• _WHAT THE TASK ASKS_:
All pictures must be left out as you transcribe the lines from the first line of the data to the line containing "[[478, 548], [631, 513], [432, 372]]", both included.

Saved entries
Content starts
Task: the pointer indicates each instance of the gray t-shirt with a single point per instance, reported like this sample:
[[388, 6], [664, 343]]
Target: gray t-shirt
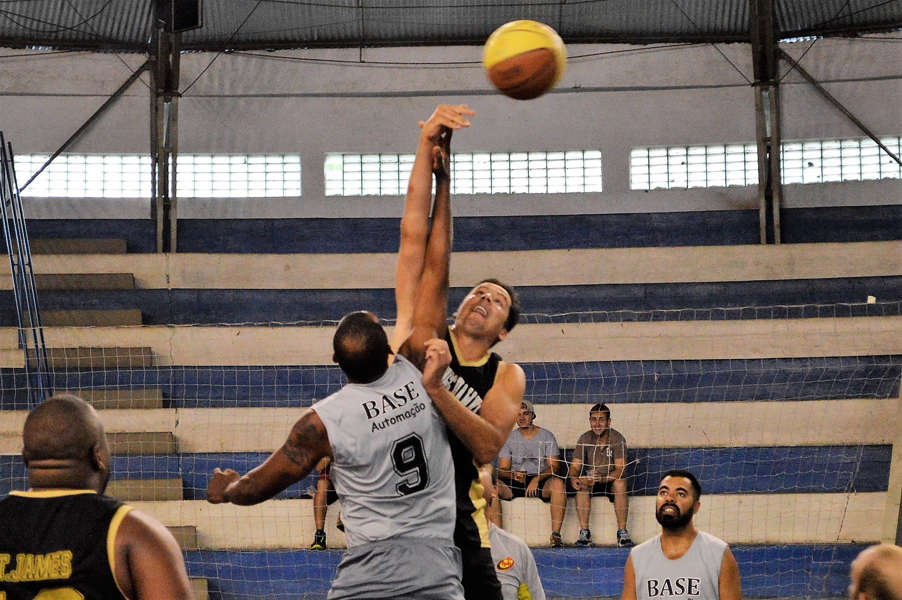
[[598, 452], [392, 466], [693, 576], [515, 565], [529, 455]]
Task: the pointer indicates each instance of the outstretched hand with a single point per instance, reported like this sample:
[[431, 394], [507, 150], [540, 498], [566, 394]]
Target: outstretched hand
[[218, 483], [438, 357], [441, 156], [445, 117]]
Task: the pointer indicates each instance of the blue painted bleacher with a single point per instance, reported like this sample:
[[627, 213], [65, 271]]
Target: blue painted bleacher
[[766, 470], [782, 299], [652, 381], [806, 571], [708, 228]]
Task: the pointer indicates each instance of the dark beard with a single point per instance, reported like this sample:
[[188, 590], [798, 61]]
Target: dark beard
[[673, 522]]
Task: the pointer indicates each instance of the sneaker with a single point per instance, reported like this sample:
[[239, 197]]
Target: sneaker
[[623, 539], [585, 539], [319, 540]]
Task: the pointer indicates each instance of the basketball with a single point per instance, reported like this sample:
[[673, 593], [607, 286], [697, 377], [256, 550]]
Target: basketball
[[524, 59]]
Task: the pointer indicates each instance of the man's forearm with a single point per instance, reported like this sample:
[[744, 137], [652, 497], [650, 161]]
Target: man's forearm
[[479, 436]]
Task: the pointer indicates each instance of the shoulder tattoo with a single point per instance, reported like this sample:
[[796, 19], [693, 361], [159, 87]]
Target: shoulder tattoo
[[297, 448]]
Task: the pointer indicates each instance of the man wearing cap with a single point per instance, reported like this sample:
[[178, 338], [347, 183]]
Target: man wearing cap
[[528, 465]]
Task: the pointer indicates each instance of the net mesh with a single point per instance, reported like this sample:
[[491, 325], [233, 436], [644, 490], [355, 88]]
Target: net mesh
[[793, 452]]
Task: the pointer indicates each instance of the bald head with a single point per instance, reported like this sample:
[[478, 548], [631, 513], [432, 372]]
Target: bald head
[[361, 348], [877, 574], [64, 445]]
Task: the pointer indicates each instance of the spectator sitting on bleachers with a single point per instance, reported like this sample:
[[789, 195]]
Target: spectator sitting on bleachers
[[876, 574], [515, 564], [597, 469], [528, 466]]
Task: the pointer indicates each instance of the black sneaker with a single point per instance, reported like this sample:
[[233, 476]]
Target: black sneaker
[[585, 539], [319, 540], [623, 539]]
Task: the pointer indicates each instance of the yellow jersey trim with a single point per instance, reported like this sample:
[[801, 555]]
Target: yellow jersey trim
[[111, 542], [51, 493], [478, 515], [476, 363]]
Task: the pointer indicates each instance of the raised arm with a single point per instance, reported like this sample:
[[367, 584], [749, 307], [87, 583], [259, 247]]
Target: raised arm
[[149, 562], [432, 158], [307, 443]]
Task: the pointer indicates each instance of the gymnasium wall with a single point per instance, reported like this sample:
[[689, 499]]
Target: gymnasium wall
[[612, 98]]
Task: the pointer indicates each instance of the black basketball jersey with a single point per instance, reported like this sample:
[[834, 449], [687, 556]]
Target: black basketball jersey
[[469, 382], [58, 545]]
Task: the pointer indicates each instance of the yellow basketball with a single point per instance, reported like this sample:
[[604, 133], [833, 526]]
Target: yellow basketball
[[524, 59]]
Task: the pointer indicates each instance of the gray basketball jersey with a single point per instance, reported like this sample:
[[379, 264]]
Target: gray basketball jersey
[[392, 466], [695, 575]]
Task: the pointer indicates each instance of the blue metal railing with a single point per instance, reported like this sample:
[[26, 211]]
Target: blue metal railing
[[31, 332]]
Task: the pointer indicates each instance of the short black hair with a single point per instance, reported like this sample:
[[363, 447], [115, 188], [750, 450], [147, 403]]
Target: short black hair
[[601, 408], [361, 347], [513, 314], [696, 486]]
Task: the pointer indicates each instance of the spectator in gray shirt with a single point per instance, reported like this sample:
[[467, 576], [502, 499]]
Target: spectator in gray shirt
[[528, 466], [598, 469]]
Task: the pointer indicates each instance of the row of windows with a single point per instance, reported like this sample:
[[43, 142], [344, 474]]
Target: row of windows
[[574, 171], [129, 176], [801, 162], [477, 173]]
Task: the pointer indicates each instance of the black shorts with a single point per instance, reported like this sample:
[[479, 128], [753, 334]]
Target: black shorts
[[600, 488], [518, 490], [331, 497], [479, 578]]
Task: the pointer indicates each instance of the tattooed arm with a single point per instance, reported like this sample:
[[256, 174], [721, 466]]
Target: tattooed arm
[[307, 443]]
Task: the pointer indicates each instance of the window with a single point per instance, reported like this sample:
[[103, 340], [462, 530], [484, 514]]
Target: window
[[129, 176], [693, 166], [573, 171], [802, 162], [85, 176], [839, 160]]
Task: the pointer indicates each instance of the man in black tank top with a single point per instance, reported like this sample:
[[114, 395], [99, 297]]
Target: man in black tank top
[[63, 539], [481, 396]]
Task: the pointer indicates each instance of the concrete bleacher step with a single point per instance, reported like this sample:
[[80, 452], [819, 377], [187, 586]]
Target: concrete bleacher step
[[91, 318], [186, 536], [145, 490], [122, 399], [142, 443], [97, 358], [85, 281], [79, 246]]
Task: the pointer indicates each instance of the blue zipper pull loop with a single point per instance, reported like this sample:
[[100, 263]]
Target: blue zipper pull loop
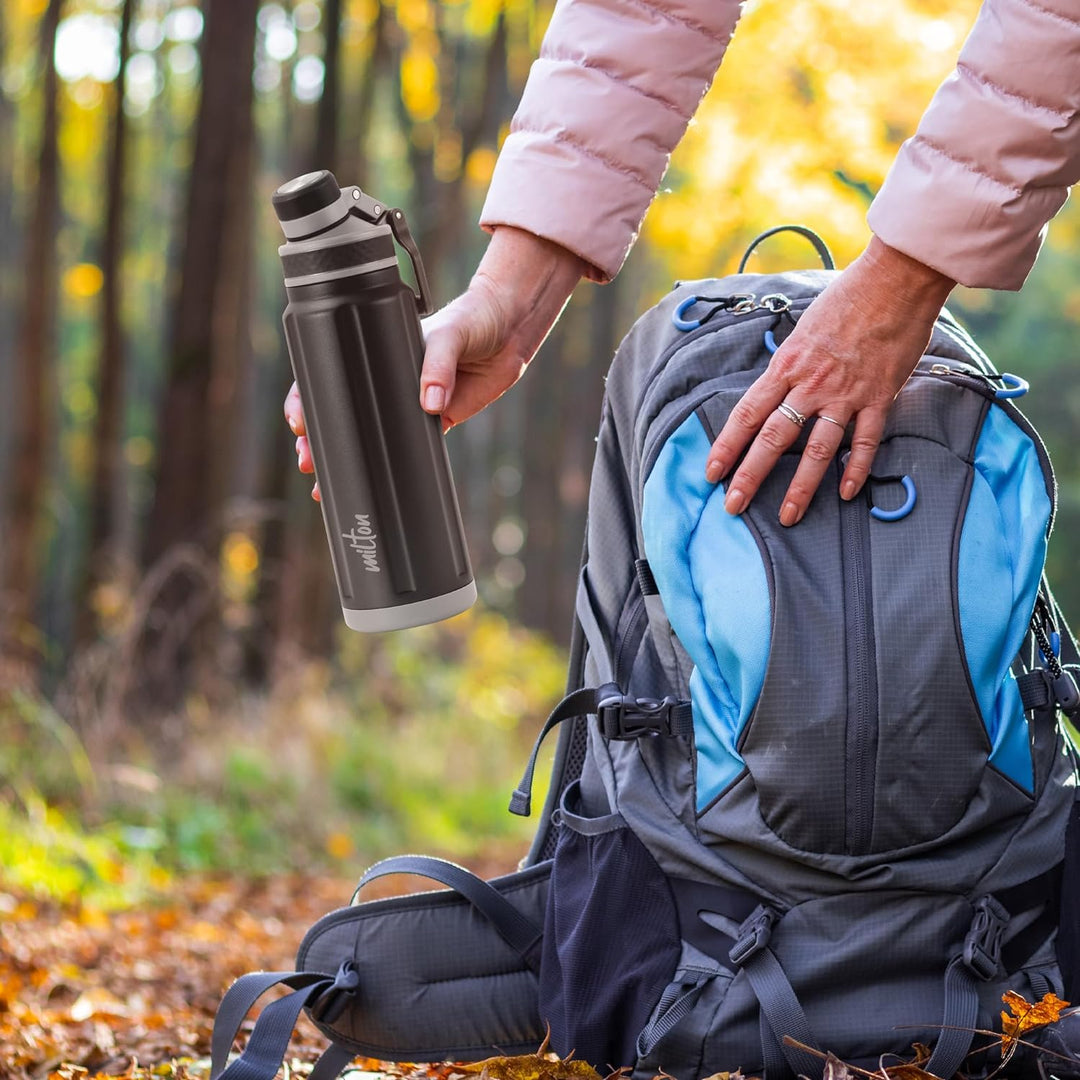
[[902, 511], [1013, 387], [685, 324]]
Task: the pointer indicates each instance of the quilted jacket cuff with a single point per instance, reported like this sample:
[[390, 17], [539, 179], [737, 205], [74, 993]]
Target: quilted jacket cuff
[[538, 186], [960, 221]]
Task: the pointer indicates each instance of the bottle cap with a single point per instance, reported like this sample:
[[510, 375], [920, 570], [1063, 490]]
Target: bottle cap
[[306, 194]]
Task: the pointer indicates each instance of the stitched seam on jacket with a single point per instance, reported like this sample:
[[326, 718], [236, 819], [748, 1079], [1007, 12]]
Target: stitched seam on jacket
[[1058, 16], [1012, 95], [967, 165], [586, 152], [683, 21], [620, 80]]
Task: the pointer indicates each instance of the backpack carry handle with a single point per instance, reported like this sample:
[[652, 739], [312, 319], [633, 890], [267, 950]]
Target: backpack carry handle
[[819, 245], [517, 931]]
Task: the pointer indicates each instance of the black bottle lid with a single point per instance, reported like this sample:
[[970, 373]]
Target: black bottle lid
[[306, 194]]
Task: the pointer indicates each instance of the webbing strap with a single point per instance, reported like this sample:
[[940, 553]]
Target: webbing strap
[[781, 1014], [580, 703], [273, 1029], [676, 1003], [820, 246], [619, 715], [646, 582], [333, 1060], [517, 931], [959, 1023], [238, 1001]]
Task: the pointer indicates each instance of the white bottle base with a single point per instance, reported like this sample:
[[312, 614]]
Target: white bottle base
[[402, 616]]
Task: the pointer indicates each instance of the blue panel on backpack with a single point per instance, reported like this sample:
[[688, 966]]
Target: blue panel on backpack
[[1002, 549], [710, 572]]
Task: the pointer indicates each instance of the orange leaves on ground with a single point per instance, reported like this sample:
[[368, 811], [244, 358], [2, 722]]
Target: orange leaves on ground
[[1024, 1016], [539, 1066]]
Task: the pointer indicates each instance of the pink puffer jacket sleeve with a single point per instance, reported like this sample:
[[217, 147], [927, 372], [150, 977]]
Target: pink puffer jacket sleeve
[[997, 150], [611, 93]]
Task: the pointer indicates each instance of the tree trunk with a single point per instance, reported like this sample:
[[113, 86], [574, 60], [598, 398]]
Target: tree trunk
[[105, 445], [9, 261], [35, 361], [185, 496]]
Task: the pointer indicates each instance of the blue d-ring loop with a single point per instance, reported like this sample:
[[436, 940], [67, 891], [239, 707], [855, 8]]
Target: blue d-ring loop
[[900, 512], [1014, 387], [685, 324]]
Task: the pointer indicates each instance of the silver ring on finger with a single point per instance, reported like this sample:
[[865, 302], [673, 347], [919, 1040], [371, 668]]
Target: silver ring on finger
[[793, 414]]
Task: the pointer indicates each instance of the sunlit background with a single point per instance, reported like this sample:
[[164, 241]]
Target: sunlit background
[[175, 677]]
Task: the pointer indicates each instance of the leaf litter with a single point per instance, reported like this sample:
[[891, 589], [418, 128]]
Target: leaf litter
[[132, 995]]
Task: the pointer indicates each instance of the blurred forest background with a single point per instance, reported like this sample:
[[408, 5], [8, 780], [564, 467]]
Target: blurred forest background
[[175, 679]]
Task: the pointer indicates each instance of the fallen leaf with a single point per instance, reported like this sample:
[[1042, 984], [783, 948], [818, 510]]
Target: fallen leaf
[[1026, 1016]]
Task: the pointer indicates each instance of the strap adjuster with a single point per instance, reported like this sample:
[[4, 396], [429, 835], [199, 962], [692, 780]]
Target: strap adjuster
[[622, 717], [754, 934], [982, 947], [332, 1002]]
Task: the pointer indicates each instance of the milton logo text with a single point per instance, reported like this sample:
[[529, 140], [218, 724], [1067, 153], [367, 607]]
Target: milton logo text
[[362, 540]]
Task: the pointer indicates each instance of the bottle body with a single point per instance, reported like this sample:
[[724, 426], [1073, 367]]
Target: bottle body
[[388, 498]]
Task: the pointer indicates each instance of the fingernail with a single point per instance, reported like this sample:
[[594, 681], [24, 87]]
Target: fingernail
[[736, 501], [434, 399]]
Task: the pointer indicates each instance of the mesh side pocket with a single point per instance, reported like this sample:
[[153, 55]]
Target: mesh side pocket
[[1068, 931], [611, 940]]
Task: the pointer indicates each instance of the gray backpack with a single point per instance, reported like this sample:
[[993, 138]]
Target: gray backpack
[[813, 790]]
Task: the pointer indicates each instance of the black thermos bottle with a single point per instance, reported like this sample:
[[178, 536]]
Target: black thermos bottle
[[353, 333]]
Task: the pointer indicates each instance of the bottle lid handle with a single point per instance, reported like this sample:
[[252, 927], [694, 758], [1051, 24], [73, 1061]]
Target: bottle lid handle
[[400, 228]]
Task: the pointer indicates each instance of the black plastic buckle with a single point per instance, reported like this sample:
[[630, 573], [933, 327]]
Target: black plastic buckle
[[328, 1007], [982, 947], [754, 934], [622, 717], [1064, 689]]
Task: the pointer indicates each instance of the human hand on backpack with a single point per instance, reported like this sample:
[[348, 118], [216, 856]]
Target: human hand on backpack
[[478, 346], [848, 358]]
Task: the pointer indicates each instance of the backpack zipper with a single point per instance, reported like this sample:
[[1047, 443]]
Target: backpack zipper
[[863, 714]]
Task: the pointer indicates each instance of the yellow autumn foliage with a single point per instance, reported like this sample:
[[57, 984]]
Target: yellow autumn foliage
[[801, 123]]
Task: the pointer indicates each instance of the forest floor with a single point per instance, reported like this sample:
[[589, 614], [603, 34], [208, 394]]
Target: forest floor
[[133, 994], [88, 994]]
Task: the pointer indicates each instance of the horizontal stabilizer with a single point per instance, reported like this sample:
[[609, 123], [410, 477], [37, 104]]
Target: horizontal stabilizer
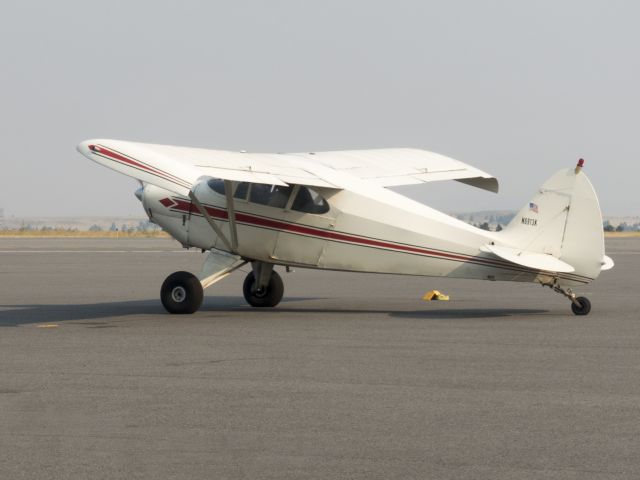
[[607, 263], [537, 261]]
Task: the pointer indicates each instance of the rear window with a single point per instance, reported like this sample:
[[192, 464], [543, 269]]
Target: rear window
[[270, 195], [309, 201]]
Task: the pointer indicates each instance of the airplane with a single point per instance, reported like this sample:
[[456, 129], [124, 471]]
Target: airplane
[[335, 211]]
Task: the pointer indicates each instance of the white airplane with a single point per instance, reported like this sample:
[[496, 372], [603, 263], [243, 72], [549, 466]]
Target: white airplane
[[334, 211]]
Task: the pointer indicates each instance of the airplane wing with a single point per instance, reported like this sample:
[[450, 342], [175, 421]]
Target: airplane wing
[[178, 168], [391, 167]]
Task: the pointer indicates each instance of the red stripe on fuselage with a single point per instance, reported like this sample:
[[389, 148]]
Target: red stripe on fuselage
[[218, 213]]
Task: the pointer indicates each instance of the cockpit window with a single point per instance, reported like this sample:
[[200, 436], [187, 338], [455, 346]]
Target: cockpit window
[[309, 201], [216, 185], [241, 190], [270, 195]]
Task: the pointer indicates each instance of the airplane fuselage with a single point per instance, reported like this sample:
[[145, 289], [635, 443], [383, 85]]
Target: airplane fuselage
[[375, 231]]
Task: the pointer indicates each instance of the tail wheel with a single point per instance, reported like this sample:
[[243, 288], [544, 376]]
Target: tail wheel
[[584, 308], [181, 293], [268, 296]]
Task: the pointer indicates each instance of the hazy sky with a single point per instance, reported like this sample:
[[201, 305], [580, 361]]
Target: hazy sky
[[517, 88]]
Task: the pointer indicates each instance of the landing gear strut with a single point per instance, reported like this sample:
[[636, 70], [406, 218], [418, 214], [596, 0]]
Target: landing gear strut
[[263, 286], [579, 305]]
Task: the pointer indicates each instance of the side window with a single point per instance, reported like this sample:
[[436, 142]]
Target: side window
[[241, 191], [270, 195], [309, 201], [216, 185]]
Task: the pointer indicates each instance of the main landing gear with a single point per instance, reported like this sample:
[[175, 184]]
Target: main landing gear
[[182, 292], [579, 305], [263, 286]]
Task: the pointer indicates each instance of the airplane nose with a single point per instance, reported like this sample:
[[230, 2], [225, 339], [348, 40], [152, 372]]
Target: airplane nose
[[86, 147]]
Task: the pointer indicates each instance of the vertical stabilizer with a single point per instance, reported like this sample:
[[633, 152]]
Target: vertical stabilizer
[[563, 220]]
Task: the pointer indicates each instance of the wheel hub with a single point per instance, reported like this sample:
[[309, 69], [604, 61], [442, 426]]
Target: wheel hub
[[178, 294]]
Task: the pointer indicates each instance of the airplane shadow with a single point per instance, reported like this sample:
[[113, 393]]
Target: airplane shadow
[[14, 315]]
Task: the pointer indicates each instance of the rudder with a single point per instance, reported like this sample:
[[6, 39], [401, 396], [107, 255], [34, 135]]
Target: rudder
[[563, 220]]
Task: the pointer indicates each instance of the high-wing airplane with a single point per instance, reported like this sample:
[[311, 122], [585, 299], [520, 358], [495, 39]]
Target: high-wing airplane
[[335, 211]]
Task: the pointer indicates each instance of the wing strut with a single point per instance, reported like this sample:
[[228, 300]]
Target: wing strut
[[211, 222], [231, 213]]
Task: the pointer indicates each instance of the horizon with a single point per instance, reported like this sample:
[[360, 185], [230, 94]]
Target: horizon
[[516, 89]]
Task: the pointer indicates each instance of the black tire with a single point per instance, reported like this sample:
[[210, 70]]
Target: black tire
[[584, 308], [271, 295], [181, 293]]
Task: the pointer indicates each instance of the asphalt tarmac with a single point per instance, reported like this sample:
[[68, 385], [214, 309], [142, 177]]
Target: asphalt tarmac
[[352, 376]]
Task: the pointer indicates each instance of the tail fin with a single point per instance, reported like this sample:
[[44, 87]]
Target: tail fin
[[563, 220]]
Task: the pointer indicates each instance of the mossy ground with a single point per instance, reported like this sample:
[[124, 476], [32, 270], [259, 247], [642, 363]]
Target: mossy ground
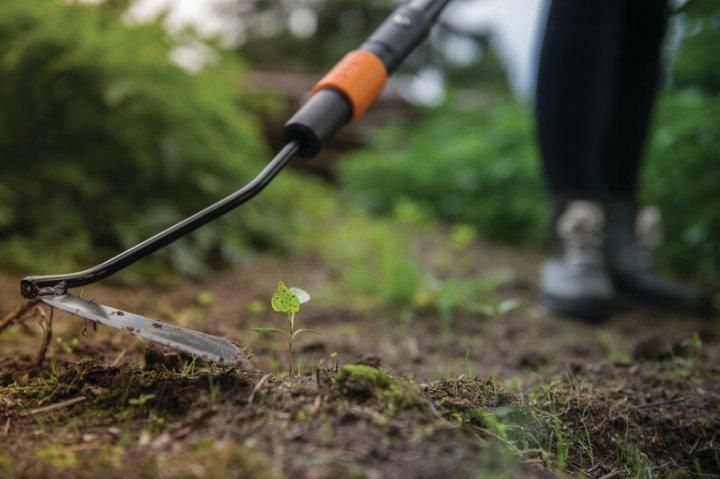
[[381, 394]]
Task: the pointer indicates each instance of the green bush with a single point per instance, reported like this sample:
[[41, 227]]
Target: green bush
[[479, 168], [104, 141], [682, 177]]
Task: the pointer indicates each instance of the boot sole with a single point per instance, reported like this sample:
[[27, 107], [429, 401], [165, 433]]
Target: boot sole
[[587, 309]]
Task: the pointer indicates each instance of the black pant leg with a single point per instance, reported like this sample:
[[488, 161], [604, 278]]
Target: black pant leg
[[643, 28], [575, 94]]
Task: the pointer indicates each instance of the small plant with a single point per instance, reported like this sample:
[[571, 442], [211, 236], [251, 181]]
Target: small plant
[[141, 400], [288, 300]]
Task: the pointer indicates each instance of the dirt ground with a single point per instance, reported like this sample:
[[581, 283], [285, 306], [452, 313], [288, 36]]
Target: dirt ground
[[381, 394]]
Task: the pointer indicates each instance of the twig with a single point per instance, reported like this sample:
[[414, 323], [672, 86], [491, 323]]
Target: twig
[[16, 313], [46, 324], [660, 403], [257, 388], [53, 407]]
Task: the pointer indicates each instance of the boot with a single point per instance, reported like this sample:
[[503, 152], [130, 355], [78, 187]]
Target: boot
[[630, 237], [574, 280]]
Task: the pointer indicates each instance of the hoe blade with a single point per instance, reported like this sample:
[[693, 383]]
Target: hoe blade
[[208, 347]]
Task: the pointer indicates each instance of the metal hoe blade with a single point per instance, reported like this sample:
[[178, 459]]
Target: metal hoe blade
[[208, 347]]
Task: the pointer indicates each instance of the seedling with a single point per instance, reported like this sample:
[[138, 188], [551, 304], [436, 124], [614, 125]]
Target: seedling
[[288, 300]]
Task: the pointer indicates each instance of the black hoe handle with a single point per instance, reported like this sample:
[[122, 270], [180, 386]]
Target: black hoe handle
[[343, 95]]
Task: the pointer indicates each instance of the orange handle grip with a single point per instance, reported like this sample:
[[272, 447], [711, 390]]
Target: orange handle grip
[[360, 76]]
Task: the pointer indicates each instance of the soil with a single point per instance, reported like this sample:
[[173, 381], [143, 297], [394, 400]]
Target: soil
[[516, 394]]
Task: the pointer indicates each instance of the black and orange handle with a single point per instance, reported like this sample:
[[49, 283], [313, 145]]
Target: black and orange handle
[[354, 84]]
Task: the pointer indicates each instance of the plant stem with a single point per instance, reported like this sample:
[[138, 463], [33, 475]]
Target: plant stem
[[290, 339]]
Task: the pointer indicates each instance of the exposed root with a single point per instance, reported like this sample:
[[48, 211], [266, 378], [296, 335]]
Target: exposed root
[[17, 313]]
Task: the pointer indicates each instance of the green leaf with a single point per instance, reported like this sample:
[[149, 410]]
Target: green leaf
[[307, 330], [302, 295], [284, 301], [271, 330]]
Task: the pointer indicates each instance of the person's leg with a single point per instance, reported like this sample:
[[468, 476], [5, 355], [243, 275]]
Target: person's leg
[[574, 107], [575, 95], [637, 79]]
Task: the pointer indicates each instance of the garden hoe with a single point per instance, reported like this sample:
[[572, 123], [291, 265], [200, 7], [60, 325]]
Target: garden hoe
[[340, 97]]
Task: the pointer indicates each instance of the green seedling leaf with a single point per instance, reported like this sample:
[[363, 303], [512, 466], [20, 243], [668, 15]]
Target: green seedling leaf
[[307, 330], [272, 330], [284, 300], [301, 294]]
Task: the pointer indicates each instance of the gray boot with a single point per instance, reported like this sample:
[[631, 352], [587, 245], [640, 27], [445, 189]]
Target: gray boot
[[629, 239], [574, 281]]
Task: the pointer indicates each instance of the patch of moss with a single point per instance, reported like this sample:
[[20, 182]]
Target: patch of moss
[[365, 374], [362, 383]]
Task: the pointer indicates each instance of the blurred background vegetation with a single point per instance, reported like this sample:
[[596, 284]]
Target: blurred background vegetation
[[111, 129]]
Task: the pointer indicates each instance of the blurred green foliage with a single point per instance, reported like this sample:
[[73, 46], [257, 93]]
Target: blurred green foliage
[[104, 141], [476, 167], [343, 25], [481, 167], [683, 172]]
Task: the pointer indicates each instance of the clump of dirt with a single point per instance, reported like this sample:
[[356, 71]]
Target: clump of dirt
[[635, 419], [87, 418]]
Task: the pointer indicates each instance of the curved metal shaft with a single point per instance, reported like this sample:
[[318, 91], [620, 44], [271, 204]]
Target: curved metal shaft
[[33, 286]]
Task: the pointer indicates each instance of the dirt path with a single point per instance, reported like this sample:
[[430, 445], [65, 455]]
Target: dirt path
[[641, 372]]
Content ends
• _TASK SOLUTION_:
Task: the pointer indicates each instance of the gray t-shirt with a single point per instance, reported like this sample:
[[388, 6], [664, 343]]
Target: gray t-shirt
[[598, 452], [392, 466], [693, 576], [515, 565], [529, 455]]
Task: the pointer indicates each instance of the outstretched hand with a single point per instance, reported like this sample:
[[431, 394], [507, 150], [540, 498], [566, 394]]
Target: outstretched hand
[[218, 483], [438, 357], [441, 156], [445, 117]]
Task: the pointer indicates each instance of the blue painted bleacher with a single point per instance, reported like this sample:
[[627, 213], [65, 271]]
Target: blue painted bleacher
[[766, 470], [782, 299], [652, 381], [806, 571], [708, 228]]
Task: the pointer indicates each instance of the dark beard with a single point per instance, reported like this sample:
[[188, 590], [798, 61]]
Target: dark beard
[[673, 522]]
Task: the pointer indicates each instance of the sneaker with a single point per instance, reported like this sample:
[[239, 197]]
Target: sneaker
[[623, 539], [585, 539], [319, 540]]
Task: the pointer indicates each instance of the basketball with a single point per instance, reported like this sample:
[[673, 593], [607, 286], [697, 377], [256, 550]]
Target: basketball
[[524, 59]]
Task: the pointer indicates each instance of the man's forearm with a single point per instance, reported like this sample:
[[744, 137], [652, 497], [650, 161]]
Target: man's forearm
[[479, 436]]
Task: the pointer indicates each instance of the shoulder tattoo with a single point per instance, reported like this sample:
[[796, 19], [693, 361], [159, 87]]
Target: shoulder tattoo
[[297, 448]]
Task: the pointer indicates each instance of the man wearing cap with a single point per instance, reported like this sample:
[[178, 338], [347, 183]]
Target: man wearing cap
[[528, 465]]
Task: the pointer indicates each instance of the net mesh with a single point per instance, reported like this sample:
[[491, 325], [233, 436], [644, 490], [355, 88]]
Target: net mesh
[[793, 452]]
Task: the pointer indicates each instance of the bald head with a single point per instance, reported like this sample:
[[478, 548], [631, 513], [432, 372]]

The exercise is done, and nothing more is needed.